--- BEGIN Available records ---

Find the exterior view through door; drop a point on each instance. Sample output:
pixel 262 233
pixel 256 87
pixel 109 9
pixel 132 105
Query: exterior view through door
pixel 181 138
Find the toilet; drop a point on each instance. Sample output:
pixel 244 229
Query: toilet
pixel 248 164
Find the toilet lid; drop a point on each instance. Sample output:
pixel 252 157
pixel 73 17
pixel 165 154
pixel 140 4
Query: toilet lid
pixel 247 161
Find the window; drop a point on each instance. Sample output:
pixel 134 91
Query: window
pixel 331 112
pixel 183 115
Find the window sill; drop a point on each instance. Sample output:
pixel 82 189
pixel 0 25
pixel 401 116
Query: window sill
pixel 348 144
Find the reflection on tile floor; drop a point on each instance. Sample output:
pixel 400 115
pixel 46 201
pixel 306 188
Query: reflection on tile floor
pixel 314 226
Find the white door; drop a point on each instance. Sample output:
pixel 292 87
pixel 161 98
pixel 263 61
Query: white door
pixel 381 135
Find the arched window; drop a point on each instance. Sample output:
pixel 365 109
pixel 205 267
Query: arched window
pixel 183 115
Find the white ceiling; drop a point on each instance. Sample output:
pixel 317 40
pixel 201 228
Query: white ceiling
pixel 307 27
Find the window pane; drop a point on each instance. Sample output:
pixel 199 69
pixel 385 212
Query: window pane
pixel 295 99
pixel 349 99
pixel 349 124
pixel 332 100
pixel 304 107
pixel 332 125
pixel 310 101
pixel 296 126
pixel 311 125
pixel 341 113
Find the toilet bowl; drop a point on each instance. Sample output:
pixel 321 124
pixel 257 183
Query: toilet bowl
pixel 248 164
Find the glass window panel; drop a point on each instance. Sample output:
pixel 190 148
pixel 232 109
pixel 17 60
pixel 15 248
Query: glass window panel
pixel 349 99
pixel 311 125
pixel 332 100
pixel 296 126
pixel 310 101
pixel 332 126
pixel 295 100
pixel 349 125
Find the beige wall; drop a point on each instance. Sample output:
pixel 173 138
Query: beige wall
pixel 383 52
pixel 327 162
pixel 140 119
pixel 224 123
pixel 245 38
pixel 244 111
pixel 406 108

--- END Available records ---

Short exercise.
The line containing "Find the window pane;" and every line after it, through the end of the records, should be repeated exactly and alone.

Task solution.
Find the window pane; drop a point on each instance. Sample output:
pixel 199 69
pixel 385 212
Query: window pane
pixel 295 99
pixel 349 99
pixel 349 124
pixel 332 100
pixel 304 107
pixel 332 125
pixel 310 101
pixel 296 126
pixel 311 125
pixel 341 113
Find the toilet bowl; drop a point on each instance. Sample output:
pixel 321 124
pixel 257 183
Query: toilet bowl
pixel 248 164
Find the glass window panel; drop a point on each instance. Sample output:
pixel 190 148
pixel 232 109
pixel 17 60
pixel 15 248
Query: glass window panel
pixel 349 99
pixel 311 125
pixel 332 100
pixel 296 126
pixel 310 101
pixel 332 126
pixel 295 100
pixel 349 125
Find the beige wall; drop a point on each instance. Sample output:
pixel 173 138
Query: beige wall
pixel 383 52
pixel 327 162
pixel 140 119
pixel 224 123
pixel 245 38
pixel 244 111
pixel 406 108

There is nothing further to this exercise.